## Passage to read
Forgotten New York

FORBIDDEN PLANET, UNION SQUARE

BEFORE you mention it in Comments, Forbidden Planet, the sci-fi and comic shop on #832 Broadway, is hardly Forgotten as it attracts perhaps a million shoppers and visitors per year. However, it’s a big part of my youth and I feel it’s worth a mention. When I was working nights at Photo-Lettering, NYC’s biggest typesetter, between 1982 and 1988, Fridays once per month was a special day. Before my shift began at 5 or 7 PM, I would hit Manhattan early and make my way to the then-vast Forbidden Planet and then get something to eat.

For me it was a special place, a vast storefront on the corner of Broadway and East 12th directly opposite the Strand bookshop. (The Strand is much beloved by book aficionados, but I never warmed up to it, as I always found it haphazardly arranged.) However, Forbidden Planet, named for the 1953 science fiction film with Leslie Nielsen in his pre-comedy Frank Drebin days, also had a vast collection of sci-fi books, memorabilia and collectibles. Not only did I pick up the latest DC titles from the week (I was not a big Marvel man, sorry Jack Kirby and Stan Lee) but my favorite sci-fi writers such as Harlan Ellison and Ray Bradbury were having new reprints released and I collected all of them. I was also a big sci-fi review and analysis fan, so not only did I get fiction by Brian Aldiss and Stephen King, I also bought their nonfiction review volumes such as King’s Danse Macabre, which I am rereading right now. It was there I purchased The Twilight Zone Companion by Marc Scott Zicree, the cover of which was typeset at Photo-Lettering and I had a hand in its production.

## Supplied information
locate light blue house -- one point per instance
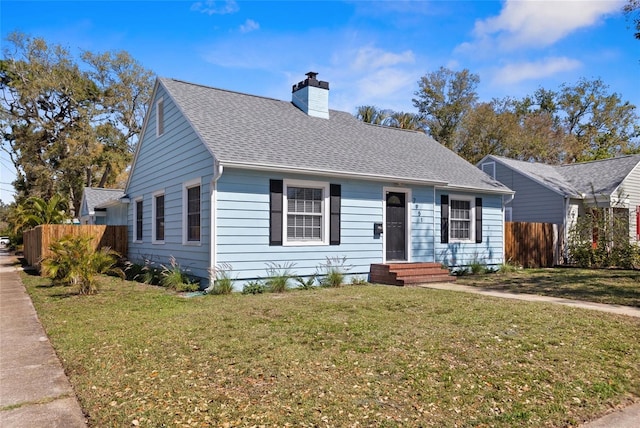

## Directions for this task
From the piece on Forbidden Planet, pull out the stretch from "Forgotten New York" through "something to eat.", copied word for word.

## Solution to this task
Forgotten New York

FORBIDDEN PLANET, UNION SQUARE

BEFORE you mention it in Comments, Forbidden Planet, the sci-fi and comic shop on #832 Broadway, is hardly Forgotten as it attracts perhaps a million shoppers and visitors per year. However, it’s a big part of my youth and I feel it’s worth a mention. When I was working nights at Photo-Lettering, NYC’s biggest typesetter, between 1982 and 1988, Fridays once per month was a special day. Before my shift began at 5 or 7 PM, I would hit Manhattan early and make my way to the then-vast Forbidden Planet and then get something to eat.